DATASET RECORDS:
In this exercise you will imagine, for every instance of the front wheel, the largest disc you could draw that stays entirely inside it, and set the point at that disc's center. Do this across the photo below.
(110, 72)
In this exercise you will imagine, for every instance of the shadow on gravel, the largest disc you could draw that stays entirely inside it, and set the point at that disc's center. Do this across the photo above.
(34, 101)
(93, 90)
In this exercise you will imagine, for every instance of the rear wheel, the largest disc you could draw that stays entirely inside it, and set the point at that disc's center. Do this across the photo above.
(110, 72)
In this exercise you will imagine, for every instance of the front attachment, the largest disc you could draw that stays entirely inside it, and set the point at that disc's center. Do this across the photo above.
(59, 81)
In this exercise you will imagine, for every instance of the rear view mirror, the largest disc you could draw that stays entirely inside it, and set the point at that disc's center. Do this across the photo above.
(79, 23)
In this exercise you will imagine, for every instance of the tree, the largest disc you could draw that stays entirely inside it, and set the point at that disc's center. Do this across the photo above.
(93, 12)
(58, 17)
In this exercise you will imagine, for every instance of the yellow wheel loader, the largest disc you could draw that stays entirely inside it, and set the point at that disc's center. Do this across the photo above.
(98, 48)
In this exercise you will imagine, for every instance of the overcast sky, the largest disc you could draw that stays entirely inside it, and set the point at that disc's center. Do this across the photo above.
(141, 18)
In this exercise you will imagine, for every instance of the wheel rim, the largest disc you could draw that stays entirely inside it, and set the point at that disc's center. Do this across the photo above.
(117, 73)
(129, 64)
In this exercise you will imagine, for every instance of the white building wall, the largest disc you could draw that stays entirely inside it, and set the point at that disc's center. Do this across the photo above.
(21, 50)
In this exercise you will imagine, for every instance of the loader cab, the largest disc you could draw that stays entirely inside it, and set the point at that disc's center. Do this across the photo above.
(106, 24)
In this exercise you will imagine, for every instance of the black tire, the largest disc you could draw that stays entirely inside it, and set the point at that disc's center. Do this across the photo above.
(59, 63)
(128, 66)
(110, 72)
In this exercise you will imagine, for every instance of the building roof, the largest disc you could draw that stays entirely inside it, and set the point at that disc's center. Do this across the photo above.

THE PROBLEM:
Revise the material above by substituting "biggest circle" for each occurrence of "largest disc". Leave all other text unaltered.

TASK RESPONSE:
In this exercise you will imagine, for every instance of the front wheel, the biggest circle you could draw that stays entirely inside it, and set the point at that disc's center. Do this across the photo below.
(110, 72)
In this exercise you will imagine, for every instance of the shadow on gravel, the biggest circle you could draw that stays entirely inside it, and set the point at that disc's center. Do this across the photo above.
(34, 101)
(93, 90)
In this exercise you will imagine, for every instance of the rear wheel, the biggest circle you could draw that stays entirely inside it, and set the point at that disc's center. Do this across the photo above.
(110, 72)
In this exercise you will imagine, for every instance of the front attachment, the biggest circle you could draw that stays entirely inside it, and set the point at that disc's center. Do this across the photo above.
(59, 81)
In this exercise you will imagine, for every instance of the rear view mirror, the biggest circle you could draw that stays entirely inside it, and set the point at that disc's center. Do this across the photo above.
(79, 23)
In this exercise you will imagine, for every instance of the tree, the biggest circle you could draw that stays entirely inside it, and set the point at that disc's center. Do this across the photo above.
(93, 12)
(58, 17)
In this exercise you will imagine, for every instance of the yellow wheel loader, the biggest circle you could draw that stays entirely inside it, and set the point at that disc's center. Do this across the photo above.
(98, 48)
In this exercise you will imagine, for every instance of the overcast sky, the biggest circle you could draw that stays entirely inside it, and set the point at that disc's center. Do this across the photo above.
(141, 18)
In this exercise you will imagine, for every instance of the wheel rim, the biggest circle you could draw that stays entirely inside it, and set the point at that disc's center. Do this across the photo above.
(117, 73)
(129, 64)
In this exercise you will imagine, for every instance of the white building wall, the biggest circle you could draw that stays entirely inside it, and set the point at that disc's center. Do this across the photo above.
(21, 50)
In this exercise you will imagine, for every instance of the loader cab, the biggest circle you could draw that stays entirely inside it, and set the point at that disc's center. Do this across the photo above.
(106, 24)
In this exercise you will imagine, for every instance of the black tire, the biggest circle you could draw that stays entirely inside it, and set the point at that disc's center. Do this across the photo above.
(59, 63)
(128, 66)
(110, 72)
In this exercise you will imagine, for every instance of the building roof, the biggest circle you could draw that stays entirely inside it, and set the point at that disc's center. Do this across the photo above.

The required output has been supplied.